------ Given information

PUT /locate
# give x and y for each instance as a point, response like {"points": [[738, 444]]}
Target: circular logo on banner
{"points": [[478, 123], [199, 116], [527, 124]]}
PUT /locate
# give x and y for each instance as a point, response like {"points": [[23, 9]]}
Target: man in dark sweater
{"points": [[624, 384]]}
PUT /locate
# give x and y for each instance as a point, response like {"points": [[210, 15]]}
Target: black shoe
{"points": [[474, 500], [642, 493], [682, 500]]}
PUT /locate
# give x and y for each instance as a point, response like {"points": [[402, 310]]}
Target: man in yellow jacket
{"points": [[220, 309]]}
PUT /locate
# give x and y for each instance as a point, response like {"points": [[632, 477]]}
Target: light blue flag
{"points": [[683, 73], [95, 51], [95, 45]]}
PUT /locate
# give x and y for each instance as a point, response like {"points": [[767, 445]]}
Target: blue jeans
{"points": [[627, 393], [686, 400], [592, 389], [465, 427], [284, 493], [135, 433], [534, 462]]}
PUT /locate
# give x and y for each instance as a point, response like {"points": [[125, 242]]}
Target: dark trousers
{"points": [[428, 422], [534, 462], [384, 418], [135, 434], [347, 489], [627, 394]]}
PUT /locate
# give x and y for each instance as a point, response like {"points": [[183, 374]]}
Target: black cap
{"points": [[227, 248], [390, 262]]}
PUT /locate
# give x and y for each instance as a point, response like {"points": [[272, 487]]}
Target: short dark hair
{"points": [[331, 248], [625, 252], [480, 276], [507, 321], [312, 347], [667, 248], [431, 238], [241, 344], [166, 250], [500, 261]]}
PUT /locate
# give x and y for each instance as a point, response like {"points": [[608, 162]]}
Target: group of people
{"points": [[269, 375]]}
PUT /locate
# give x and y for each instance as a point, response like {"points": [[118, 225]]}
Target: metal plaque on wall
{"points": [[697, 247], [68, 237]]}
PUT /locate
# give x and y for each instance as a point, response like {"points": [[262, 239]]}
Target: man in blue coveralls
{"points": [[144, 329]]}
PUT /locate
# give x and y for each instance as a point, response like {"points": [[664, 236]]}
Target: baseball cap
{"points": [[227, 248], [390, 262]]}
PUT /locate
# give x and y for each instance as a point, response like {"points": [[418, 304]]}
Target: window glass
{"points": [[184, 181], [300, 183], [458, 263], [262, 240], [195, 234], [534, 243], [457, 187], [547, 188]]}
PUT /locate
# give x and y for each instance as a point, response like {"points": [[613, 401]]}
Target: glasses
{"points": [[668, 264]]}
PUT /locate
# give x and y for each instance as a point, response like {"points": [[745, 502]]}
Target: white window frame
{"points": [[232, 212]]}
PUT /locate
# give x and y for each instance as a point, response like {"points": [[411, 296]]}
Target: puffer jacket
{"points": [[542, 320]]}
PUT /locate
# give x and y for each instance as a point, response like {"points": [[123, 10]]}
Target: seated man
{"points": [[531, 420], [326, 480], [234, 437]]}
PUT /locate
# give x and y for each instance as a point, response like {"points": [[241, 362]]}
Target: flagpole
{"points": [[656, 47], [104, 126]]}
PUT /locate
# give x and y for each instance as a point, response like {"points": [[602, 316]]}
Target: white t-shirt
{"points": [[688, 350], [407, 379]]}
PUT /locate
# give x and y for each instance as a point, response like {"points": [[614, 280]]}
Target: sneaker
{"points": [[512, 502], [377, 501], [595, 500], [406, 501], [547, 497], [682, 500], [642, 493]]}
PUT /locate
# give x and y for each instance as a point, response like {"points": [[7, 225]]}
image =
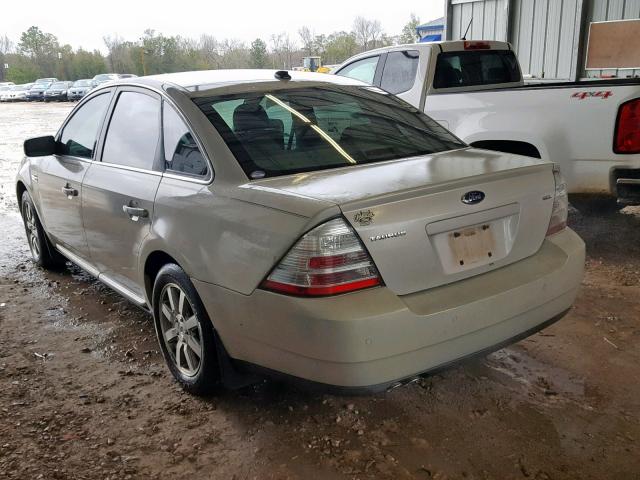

------------

** Exercise **
Copy the data precisely. Skip every picture.

** Response **
PUT /locate
# give x and y for each instance as a point, response like {"points": [[738, 444]]}
Target: circular logo on banner
{"points": [[478, 123], [199, 116], [527, 124]]}
PUT /locate
# give x and y for each instance as a point, response like {"points": [[23, 9]]}
Target: man in dark sweater
{"points": [[624, 384]]}
PUT /locate
# give x and y for each instance as a point, response like {"points": [[210, 15]]}
Target: black shoe
{"points": [[474, 500], [642, 493], [682, 500]]}
PUT /locate
# give x and y for each instance as a point, response like {"points": [[402, 310]]}
Target: man in yellow jacket
{"points": [[220, 309]]}
PUT /locate
# give x and y for each instance as a point, response like {"points": [[632, 477]]}
Target: light blue flag
{"points": [[683, 73], [95, 51], [95, 45]]}
PUT /locate
# give x and y for each instance as a point, response like {"points": [[767, 445]]}
Target: blue jeans
{"points": [[627, 393], [686, 400], [592, 389], [465, 427], [284, 493], [135, 433], [534, 462]]}
PUT /locate
# give x and y for each instance as a point, response like {"points": [[125, 242]]}
Target: dark trousers
{"points": [[428, 422], [534, 462], [384, 418], [135, 434], [347, 489], [627, 394]]}
PUT /locate
# give x and y for each instance as a point, response like {"points": [[183, 374]]}
Target: black cap
{"points": [[227, 248], [390, 262]]}
PUT /locate
# give x and y for each instance as a point, response like {"points": [[272, 487]]}
Target: short dark hair
{"points": [[331, 248], [625, 252], [480, 276], [507, 321], [312, 347], [667, 248], [431, 238], [241, 344], [166, 250], [500, 261]]}
PUT /locate
# give x and y for each instance as a point, response like {"points": [[608, 162]]}
Target: group of people
{"points": [[269, 375]]}
PUT /locate
# give x and y for each instance as a point, response like {"points": [[118, 225]]}
Target: metal plaque on wall
{"points": [[697, 247], [68, 237]]}
PUT /locate
# give x and y for each instance as a point, response like {"points": [[262, 239]]}
Target: man in blue coveralls
{"points": [[144, 329]]}
PUT /locate
# give x and y for each instance as a point, response like {"points": [[664, 236]]}
Target: baseball cap
{"points": [[227, 248], [390, 262]]}
PUT /locate
# give x and y for each instance as a point, response like {"points": [[418, 304]]}
Target: window glass
{"points": [[184, 181], [300, 183], [458, 263], [262, 240], [195, 234], [534, 243], [457, 187], [547, 188]]}
PUT /locate
# give x and y for each instance as a point, response like {"points": [[613, 401]]}
Target: glasses
{"points": [[668, 264]]}
PUT /locate
# give x and y for each instance as a point, response like {"points": [[745, 502]]}
Target: white window frame
{"points": [[232, 212]]}
PUT /locate
# give x and y for each instance as a point, response like {"points": [[411, 296]]}
Target: puffer jacket
{"points": [[542, 320]]}
PUT /locate
# give x and y for each instance as a point, response like {"points": [[123, 10]]}
Target: seated man
{"points": [[531, 420], [326, 480], [234, 437]]}
PUT /locate
# give x and y for each instance as a point, response like {"points": [[241, 362]]}
Target: flagpole
{"points": [[656, 47], [104, 126]]}
PUT /locate
# give x and y for each instance as a point, response like {"points": [[602, 316]]}
Target: white t-shirt
{"points": [[688, 350], [407, 379]]}
PUT /locate
# give x and y for each instance as a point, response like {"points": [[614, 280]]}
Target: sneaker
{"points": [[512, 502], [377, 501], [595, 500], [406, 501], [547, 497], [682, 500], [642, 493]]}
PUT /locate
# give x and y for each instance as a point, response like {"points": [[7, 225]]}
image =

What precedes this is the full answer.